■ Recorded information
□ □ □ □ □ □ □
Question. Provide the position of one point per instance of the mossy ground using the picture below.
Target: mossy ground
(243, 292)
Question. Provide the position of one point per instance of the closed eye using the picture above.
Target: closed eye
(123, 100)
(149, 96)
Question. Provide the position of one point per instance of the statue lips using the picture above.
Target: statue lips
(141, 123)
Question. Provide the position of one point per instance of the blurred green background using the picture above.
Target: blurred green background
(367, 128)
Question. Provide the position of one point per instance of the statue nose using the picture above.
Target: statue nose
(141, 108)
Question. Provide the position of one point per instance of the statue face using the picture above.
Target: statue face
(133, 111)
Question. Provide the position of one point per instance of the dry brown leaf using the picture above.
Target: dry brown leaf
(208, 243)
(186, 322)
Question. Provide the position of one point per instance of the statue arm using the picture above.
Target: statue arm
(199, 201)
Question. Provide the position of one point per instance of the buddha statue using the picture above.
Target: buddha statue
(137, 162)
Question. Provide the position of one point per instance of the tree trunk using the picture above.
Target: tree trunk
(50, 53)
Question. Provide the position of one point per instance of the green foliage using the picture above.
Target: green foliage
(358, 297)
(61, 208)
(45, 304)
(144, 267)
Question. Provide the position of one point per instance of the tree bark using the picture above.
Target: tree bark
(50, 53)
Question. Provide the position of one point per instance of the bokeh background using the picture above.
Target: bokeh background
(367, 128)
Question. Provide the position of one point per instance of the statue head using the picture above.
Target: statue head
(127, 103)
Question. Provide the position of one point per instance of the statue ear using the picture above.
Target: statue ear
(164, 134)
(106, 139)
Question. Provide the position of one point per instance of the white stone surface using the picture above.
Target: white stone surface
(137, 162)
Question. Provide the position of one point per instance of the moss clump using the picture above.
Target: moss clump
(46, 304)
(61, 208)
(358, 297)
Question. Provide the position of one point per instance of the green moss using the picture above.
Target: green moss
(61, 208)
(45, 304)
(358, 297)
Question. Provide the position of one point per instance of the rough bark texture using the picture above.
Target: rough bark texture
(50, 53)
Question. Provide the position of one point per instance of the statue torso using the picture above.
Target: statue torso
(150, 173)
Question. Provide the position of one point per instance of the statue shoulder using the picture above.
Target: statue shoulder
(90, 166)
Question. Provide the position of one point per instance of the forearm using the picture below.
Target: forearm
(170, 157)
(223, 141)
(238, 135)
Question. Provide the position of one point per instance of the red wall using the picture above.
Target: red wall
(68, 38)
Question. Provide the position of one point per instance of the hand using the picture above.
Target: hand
□ □ □ □ □ □ □
Please reproduce the data as it was given, with every line exact.

Question. Provide the position of one point per instance of the mossy ground using the picture below.
Target: mossy ground
(243, 292)
Question. Provide the position of one point per instance of the closed eye using the picture above.
Target: closed eye
(123, 100)
(149, 96)
Question. Provide the position of one point per instance of the statue lips using the picture above.
Target: statue lips
(141, 123)
Question. Provide the position of one point per instance of the blurred green background using the picture above.
Target: blurred green background
(367, 128)
Question. Provide the position of one point per instance of the statue nose using the picture above.
Target: statue nose
(141, 108)
Question. Provide the position of one point per instance of the statue face using the picture above.
Target: statue face
(133, 111)
Question. Provide the position of one point per instance of the dry brown leaf using the picture above.
Target: dry brown leaf
(208, 243)
(186, 322)
Question. Provide the position of one point per instance of the statue arm using the picture above.
Target: statue arm
(199, 201)
Question. Provide the position of one point per instance of the buddha statue using the picture above.
Target: buddha statue
(137, 162)
Question. Provide the position of one point per instance of the tree trunk using the picture above.
Target: tree trunk
(50, 53)
Question. Provide the position of one point per instance of the green foliage using the picture above.
Target: green foliage
(358, 297)
(61, 208)
(45, 304)
(144, 267)
Question. Provide the position of one point per instance of the tree bark using the picture above.
Target: tree bark
(50, 53)
Question. Provide the position of one point per instance of the bokeh background using the picture above.
Target: bokeh background
(367, 128)
Question. Provide the position of one point per instance of the statue head using the picture above.
Target: statue head
(127, 103)
Question. Provide the position of one point per instance of the statue ear using the picture above.
Target: statue ear
(164, 134)
(106, 139)
Question. Provide the position of one point per instance of the white stone surface using the picture above.
Target: white stone surface
(137, 162)
Question. Provide the position of one point per instance of the moss clump using the picture above.
Target: moss clump
(46, 304)
(61, 208)
(358, 297)
Question. Provide the position of one point per instance of the green moss using the picture above.
Target: green moss
(61, 208)
(45, 304)
(358, 297)
Question. Provide the position of one point per instance of the rough bark texture using the picture above.
Target: rough bark texture
(50, 53)
Question. Provide the position of one point per instance of the statue torso using the picture above.
Target: statue torso
(150, 173)
Question. Provide the position of one point per instance of the statue shoulder using the picture above.
Target: statue shoulder
(90, 166)
Question. Provide the position of one point per instance of the forearm using the picture below.
Target: forearm
(170, 157)
(223, 141)
(238, 135)
Question. Provide the position of one point per instance of the red wall using the picture above.
Target: red wall
(68, 38)
Question. Provide the position of one point per instance of the hand using the picture above.
Target: hand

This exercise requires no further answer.